_Aim of the exercise:_ In the listing that follows, count every line holding the word "closing" and give only the count.

_Extracted records:_
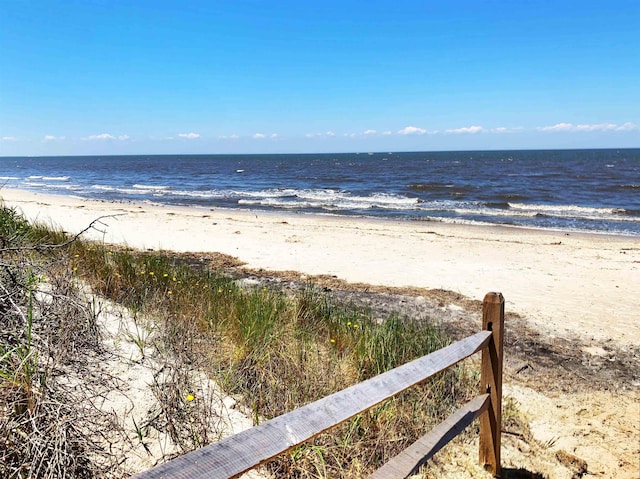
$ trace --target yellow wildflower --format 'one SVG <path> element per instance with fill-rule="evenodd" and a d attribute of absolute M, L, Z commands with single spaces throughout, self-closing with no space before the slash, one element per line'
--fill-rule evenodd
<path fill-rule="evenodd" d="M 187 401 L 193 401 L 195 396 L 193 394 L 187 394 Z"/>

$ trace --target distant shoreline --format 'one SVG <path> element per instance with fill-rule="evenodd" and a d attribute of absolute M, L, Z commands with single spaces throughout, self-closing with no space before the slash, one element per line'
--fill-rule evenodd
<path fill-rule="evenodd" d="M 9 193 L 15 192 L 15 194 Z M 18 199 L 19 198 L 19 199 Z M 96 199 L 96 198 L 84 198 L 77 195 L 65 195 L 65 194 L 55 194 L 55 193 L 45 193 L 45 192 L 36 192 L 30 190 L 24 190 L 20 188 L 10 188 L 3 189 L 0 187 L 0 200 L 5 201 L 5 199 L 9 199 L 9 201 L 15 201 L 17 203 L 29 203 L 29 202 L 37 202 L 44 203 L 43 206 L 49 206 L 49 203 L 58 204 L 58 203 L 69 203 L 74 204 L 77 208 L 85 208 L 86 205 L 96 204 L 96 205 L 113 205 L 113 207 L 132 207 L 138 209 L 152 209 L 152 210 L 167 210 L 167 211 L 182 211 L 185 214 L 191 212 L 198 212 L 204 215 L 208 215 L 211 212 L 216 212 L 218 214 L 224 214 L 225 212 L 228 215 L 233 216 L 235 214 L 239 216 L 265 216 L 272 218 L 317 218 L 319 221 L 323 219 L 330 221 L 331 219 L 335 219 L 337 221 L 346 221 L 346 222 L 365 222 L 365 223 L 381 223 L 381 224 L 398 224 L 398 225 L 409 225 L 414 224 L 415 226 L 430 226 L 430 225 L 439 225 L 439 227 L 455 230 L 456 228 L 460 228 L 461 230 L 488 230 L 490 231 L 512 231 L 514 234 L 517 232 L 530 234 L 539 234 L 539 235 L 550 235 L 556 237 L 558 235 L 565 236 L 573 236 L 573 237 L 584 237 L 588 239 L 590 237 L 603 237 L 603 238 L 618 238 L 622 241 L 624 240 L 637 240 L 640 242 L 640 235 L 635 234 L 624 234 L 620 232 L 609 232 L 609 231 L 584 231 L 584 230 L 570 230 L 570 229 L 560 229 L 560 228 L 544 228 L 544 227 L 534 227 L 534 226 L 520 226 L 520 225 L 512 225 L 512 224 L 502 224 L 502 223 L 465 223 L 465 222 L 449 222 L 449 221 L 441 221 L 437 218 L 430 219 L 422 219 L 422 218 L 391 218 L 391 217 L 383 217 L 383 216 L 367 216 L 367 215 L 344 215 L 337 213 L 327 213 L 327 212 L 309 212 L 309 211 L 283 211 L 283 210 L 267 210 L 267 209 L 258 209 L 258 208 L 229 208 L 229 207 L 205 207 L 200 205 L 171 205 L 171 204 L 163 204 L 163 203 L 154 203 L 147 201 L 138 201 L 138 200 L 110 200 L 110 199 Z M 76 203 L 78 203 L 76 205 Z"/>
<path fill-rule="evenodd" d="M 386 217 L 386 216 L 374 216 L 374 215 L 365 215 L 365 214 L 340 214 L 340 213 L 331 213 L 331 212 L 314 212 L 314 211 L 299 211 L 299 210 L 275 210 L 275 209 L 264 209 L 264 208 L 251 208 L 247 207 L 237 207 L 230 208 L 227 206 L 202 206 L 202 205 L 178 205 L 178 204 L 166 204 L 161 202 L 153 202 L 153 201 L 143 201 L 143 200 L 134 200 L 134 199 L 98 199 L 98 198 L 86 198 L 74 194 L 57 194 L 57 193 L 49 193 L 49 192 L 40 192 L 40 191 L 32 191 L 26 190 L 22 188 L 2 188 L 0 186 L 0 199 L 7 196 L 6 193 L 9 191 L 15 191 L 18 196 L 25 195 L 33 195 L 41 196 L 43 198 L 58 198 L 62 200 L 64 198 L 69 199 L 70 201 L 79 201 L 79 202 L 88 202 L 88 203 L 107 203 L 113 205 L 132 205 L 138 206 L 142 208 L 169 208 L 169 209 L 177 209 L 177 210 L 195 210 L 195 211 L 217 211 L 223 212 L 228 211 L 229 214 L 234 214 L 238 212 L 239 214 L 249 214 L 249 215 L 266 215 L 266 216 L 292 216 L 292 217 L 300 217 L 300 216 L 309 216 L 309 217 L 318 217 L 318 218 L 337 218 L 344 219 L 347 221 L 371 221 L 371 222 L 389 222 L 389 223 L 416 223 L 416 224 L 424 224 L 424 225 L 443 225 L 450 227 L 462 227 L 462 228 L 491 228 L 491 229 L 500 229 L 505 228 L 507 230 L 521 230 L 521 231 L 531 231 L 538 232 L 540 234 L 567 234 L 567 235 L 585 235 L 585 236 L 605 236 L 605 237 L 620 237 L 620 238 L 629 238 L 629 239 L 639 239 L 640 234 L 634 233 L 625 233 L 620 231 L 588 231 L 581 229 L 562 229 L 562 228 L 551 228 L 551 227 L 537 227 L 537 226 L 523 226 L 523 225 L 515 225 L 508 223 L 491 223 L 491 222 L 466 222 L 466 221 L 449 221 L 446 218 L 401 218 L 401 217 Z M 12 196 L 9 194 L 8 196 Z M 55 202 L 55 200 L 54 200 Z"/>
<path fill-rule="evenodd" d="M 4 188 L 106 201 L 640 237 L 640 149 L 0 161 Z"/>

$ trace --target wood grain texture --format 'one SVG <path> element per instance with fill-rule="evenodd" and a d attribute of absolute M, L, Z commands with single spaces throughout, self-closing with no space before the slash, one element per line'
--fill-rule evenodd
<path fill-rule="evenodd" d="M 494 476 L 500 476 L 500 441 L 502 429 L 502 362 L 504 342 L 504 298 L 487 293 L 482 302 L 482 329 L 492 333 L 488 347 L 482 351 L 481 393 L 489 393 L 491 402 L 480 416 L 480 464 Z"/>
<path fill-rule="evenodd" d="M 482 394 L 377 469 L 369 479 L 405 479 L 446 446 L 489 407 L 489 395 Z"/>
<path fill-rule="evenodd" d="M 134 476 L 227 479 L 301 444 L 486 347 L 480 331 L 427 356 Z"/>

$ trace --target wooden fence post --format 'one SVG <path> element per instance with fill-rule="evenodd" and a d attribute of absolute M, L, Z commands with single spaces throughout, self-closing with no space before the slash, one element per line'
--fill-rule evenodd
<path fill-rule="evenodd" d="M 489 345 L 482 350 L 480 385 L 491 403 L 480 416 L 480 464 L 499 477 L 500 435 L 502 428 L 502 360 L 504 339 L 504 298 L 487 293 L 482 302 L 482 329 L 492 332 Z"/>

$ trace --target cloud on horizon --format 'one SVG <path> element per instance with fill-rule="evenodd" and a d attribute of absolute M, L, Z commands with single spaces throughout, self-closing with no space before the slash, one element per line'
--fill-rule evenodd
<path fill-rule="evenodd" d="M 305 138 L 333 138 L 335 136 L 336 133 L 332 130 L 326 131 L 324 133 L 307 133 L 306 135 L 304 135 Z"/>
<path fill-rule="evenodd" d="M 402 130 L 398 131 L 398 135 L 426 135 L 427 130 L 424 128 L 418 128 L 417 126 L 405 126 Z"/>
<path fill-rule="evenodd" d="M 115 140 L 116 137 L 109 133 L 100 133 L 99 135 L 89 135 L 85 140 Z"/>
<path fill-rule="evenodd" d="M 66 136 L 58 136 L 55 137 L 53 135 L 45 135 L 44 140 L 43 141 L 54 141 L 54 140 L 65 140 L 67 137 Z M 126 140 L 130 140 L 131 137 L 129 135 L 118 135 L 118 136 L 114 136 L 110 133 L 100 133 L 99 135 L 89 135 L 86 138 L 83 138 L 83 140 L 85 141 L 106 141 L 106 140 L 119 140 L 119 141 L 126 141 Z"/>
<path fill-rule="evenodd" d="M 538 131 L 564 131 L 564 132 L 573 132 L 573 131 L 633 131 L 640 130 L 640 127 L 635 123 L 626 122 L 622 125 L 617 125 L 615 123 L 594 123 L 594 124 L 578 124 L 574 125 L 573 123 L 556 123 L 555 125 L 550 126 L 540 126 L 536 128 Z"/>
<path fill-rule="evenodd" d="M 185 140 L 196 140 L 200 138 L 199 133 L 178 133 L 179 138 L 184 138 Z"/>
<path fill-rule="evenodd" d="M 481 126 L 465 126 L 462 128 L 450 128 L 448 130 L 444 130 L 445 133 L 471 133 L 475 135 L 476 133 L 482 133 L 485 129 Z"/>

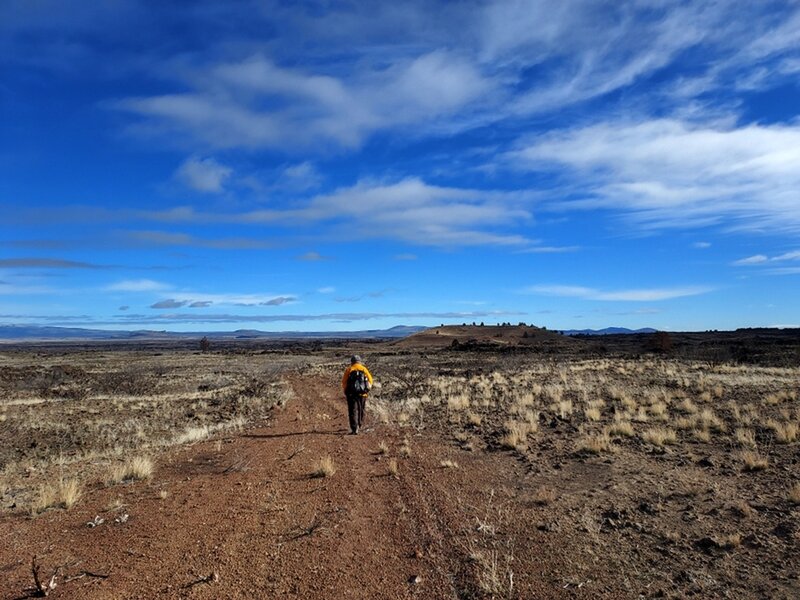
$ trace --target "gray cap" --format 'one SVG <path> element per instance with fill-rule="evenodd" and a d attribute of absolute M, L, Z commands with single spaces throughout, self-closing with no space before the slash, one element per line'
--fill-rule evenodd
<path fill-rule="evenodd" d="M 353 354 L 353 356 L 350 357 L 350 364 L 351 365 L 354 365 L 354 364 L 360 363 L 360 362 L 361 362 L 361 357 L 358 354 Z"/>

_Task response:_ 6